Problem requirements> Below are some entries. Output each one exactly as it appears.

Data in this exercise>
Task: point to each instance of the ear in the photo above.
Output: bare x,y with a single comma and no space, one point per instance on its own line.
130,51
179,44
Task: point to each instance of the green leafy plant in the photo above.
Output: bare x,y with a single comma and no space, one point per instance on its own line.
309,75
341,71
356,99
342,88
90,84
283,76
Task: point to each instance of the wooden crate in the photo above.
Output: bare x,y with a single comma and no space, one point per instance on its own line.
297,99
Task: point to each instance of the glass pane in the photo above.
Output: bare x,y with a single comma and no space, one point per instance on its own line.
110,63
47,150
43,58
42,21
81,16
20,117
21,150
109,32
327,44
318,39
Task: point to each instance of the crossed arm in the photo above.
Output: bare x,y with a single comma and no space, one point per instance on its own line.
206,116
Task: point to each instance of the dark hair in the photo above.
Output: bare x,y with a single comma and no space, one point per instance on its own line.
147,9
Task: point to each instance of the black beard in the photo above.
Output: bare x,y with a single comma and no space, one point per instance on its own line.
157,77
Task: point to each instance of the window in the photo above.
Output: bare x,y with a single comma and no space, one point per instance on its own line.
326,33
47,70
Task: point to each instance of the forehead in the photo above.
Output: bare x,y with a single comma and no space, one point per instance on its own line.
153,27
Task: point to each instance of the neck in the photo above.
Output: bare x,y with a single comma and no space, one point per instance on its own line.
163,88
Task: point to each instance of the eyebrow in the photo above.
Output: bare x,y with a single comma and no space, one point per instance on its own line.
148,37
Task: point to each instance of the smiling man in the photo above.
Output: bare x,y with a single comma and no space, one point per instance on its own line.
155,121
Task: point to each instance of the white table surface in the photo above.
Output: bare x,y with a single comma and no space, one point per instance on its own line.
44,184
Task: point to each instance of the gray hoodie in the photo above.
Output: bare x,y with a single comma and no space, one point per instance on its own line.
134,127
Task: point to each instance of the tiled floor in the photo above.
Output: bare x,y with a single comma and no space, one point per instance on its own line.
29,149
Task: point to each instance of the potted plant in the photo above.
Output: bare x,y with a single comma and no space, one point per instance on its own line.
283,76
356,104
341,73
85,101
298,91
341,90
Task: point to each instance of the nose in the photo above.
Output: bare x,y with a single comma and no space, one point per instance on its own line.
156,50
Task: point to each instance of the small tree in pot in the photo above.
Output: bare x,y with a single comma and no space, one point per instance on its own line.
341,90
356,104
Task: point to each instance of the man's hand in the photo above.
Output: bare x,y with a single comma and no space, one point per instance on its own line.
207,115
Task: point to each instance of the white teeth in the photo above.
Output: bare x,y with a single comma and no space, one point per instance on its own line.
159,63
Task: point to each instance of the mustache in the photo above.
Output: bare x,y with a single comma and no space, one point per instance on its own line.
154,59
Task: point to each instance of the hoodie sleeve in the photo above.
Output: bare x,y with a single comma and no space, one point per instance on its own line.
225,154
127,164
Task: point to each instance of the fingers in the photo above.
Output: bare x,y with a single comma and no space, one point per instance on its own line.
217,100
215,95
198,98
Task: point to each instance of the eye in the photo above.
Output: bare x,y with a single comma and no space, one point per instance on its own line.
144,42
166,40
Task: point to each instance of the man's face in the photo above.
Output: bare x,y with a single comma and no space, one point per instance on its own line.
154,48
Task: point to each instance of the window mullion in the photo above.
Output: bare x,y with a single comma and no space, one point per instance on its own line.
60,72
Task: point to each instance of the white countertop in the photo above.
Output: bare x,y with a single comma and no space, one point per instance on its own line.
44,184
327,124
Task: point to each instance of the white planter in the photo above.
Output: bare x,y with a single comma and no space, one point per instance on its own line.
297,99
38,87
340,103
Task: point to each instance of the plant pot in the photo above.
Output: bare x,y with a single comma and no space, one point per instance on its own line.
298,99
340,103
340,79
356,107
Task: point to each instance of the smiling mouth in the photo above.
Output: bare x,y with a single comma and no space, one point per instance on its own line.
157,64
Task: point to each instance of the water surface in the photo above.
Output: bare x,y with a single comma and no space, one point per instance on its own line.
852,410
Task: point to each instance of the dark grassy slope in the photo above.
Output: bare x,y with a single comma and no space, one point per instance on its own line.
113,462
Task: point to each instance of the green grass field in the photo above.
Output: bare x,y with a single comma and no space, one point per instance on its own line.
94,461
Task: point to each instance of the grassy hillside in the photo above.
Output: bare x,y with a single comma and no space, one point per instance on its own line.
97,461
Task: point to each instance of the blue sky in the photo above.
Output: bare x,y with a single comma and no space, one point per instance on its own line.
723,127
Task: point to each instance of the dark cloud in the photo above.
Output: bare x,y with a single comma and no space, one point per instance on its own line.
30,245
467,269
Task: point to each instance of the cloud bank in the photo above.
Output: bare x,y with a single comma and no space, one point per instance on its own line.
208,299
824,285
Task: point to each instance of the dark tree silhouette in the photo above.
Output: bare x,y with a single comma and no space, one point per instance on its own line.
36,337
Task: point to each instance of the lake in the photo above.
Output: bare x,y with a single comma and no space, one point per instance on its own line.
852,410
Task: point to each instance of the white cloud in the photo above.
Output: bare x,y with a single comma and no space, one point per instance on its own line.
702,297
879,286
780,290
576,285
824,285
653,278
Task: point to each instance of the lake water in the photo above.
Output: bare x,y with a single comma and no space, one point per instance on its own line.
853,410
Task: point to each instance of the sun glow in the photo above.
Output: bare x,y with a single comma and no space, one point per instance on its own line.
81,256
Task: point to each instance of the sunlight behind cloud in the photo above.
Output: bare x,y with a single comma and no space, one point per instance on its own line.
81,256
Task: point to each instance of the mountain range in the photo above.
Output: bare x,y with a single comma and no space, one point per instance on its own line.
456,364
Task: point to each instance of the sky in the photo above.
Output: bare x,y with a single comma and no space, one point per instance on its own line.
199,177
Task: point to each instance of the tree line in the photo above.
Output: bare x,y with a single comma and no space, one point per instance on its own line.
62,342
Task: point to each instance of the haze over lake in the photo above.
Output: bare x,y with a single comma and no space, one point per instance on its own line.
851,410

Finished task>
Task: point to each instance of the ear in the photo above.
Output: bare x,y with a single comma and no space, one point per instance on its own line.
130,51
179,44
Task: point to each instance of the green leafy plant in the photo above.
Output: bare x,y with a single comma and no space, one point per instance on its own line.
309,75
341,71
356,99
342,88
90,84
283,76
Task: point to each instance of the wooden crate in the photo above.
Output: bare x,y with a single comma and no space, one point per instance on its own line.
297,99
Task: point to each instance of the glass pane in the photo above.
Output: bare x,y with a single comma and no space, one point per instance on its own line.
110,63
47,150
43,58
42,21
81,16
20,117
21,150
109,32
327,44
318,39
Task: point to each instance of the crossed arm in the photo above.
Output: bare x,y with a single comma and no space, one point per instance on its own line.
206,116
Task: point to each instance of the dark hair in the photo above.
Output: bare x,y with a single comma and no space, one point per instance on its own line.
147,9
Task: point to each instance of the black beard in the photo above.
Output: bare x,y with a single comma and no space, one point per instance on its own line.
157,77
Task: point to each instance of the window in the photo above.
Output: bare x,y with a single comma and no space, one point per instance on its own line.
326,33
47,70
Task: point to each instance of the forehead in the photo above.
Output: bare x,y with a single comma and no space, one point per instance on its own line.
153,27
Task: point to each instance of the neck in the photo above.
Output: bare x,y with a single comma and no space, one point per instance on its own line.
163,88
Task: point to each instance of the eyebrow in the photo above.
Output: bare x,y with a single comma and no space, one point per instance on its own line.
148,37
Task: point to each instance of the smiling man in the photo above.
Output: bare x,y with a single comma and no space, one point per instance on its own line.
155,121
Task: point to each instance of the white table surface in the photo above.
Output: bare x,y with a single comma and no space, one point per instance on its own line.
44,184
Task: point to each instance of the gray hoodie in the photo above.
Output: bare x,y with a single comma and no space, one point per instance on its own line.
134,127
Task: point to each instance of the tiled floor in the photo above.
Output: bare x,y with a single comma and no space, one point per instance on its own line.
29,149
Task: point to each instance of the potted plant in the photo above.
Output: bare x,y with a single comma and no space, one point per instance on its own line.
283,76
356,104
341,73
85,101
298,91
341,90
Task: point to each instance of the nose in the photo above.
Output: bare x,y with a single comma and no space, one point per instance on its own line.
156,50
Task: point to each instance of the small tree in pot in the photo above.
Output: bare x,y with a single comma and no space, one point per instance on its own line.
341,90
356,104
Task: point to each instance of the man's hand in the photo above.
Output: bare x,y with a single comma and no space, one point per instance on its own line.
207,115
Task: point to each instance of the white teeth in the photo above.
Output: bare x,y with a single comma and no space, one point per instance on its own line.
159,63
Task: point to each instance of the mustache in the photo above.
Output: bare x,y with a single comma and no space, one point per instance on its own line.
154,59
Task: point to each instance of the hoodie sleeve in the photo above.
Output: bare x,y with a single comma and no space, one point per instance on its own line.
225,154
127,164
Task: point to each instance of the fingers in the photo above.
Output: bare x,y with a single comma and no space, one point per instance on its own line.
217,100
215,95
198,98
Task: point to each instance of the eye in the photo above.
Output: bare x,y with a single comma and no space, one point per instance on its own line.
144,42
166,40
Task: point to each instance of the man's face in the photo above.
Output: bare x,y with a single comma and no space, one point per instance on its own line.
154,48
Task: point to each instance of the window mullion in the photo above.
Output: bare x,y with a single comma and no space, one point per instance on its own line.
60,72
Task: point to each instance of the white countertop in the photo above.
Output: bare x,y with a single comma and no space, one point per instance on its own line.
44,184
327,124
Task: point to each instance of the white planter in the photo above.
Output: bare x,y with a single comma and no space, one point per instance on its own line.
297,99
38,87
340,103
Task: point to each instance of the plant pot in the photo above.
Output: bare x,y with a single comma and no space, one point per instance on its own line.
298,99
340,103
340,79
356,107
Task: point to each instance of the smiling mouth in the photo above.
Output: bare x,y with a single comma and no space, one point per instance on its own line.
157,64
Task: point to each instance of the water surface in the photo above.
Output: bare x,y with a single comma and no space, one point per instance on its own line.
852,410
Task: point to each instance of the dark grassy slope in the photo above.
Output: bare x,y with a single comma and no space, one point per instance on its own line.
113,462
Task: point to each instance of the green grass field in the photo above.
Output: bare x,y with a single comma and no space, one point per instance on its own line.
94,461
Task: point to each instance of the grassy hillside in the photo above.
Output: bare x,y with a single comma and no space, one point per instance on its own line.
97,461
Task: point to each instance of the blue sky in the photo above.
Output: bare x,y with a single comma and no space, one point per instance on its own line.
723,127
Task: point to each instance of the dark cloud in the photo above.
Output: bare x,y with a single comma and no space, one point per instance on its own line.
30,245
467,269
Task: point to each instance of the cloud bank in the photo above.
Output: bare x,y with a single comma and no space, one point per instance on its own line.
208,299
824,285
Task: point to each instance of the dark tree silhouette in the photo above.
Output: bare x,y with a single comma and no space, one point per instance on its own line.
36,337
Task: point to each instance of the lake in the photo above.
Output: bare x,y with a single comma and no space, one point per instance on its own line.
852,410
Task: point to each instance of the white cloud in the photo above.
Output: bare x,y with a single comma and no space, one point per instance on its own line.
702,297
879,286
780,290
576,285
824,285
653,278
Task: point to each instance of the lake water in the photo above.
Output: bare x,y with a single comma and no space, one point per instance on its own line.
853,410
Task: point to each instance of the sun glow in the photo above.
Output: bare x,y with a single comma and no space, one point per instance on its own line.
81,256
Task: point to each instance of the sunlight behind cloud in the photo above.
Output: bare x,y with a single comma and no space, one point per instance on its own line.
81,256
Task: point to each instance of the mountain range in the photo above.
Output: bare x,y with a single comma and no space, one point per instance on its own line.
456,364
Task: point to each instance of the sky in the photo above.
Output: bare x,y with a single comma and no space, one point per instance on its own line.
199,177
Task: point to each instance of the tree line in the photo above.
Output: bare x,y with a single comma and no space, one point per instance on its own line.
62,342
Task: point to each instance of the haze over lake in the photo above.
Output: bare x,y with a single comma and no space, one point per instance on its own line.
851,410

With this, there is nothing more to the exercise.